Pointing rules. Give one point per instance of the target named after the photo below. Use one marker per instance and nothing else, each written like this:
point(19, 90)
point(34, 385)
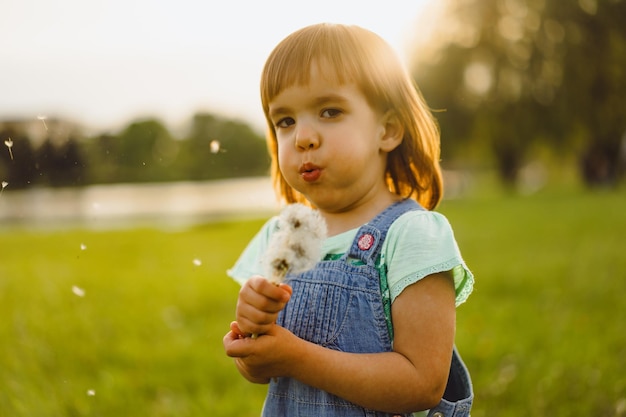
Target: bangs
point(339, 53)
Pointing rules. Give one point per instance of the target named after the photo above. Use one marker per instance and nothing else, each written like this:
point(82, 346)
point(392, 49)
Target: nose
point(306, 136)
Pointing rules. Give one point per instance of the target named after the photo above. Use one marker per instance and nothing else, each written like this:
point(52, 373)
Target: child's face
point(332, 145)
= = = = = = =
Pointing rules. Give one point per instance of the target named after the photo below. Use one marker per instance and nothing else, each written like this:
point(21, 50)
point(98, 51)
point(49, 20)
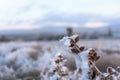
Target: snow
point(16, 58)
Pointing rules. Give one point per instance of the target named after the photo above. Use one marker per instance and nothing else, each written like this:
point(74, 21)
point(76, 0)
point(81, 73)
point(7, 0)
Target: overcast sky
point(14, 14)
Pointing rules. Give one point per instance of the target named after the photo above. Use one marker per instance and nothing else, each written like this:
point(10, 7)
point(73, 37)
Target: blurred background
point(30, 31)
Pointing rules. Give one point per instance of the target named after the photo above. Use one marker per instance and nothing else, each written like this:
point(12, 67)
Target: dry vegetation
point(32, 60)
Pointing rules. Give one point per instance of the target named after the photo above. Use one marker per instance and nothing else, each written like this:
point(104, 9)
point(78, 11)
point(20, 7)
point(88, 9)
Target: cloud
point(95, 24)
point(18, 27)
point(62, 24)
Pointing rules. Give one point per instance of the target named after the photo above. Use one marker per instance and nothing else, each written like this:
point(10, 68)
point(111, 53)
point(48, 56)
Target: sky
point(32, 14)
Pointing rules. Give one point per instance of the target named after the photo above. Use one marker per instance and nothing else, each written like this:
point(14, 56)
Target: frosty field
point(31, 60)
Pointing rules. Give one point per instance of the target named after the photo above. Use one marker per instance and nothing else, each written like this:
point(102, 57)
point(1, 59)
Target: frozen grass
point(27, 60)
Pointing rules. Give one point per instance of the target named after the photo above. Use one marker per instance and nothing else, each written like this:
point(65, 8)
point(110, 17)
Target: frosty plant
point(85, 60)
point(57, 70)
= = = = = = =
Within the data above, the lines from the one with "Target: snow" to the one with "point(7, 0)" must be repeated exactly; no other line belongs in the answer.

### TASK SOLUTION
Target: snow
point(16, 58)
Pointing rules. Give one point per instance of the target named after the photo above. Use one marker per instance and nothing else, each written like this:
point(74, 21)
point(76, 0)
point(81, 73)
point(7, 0)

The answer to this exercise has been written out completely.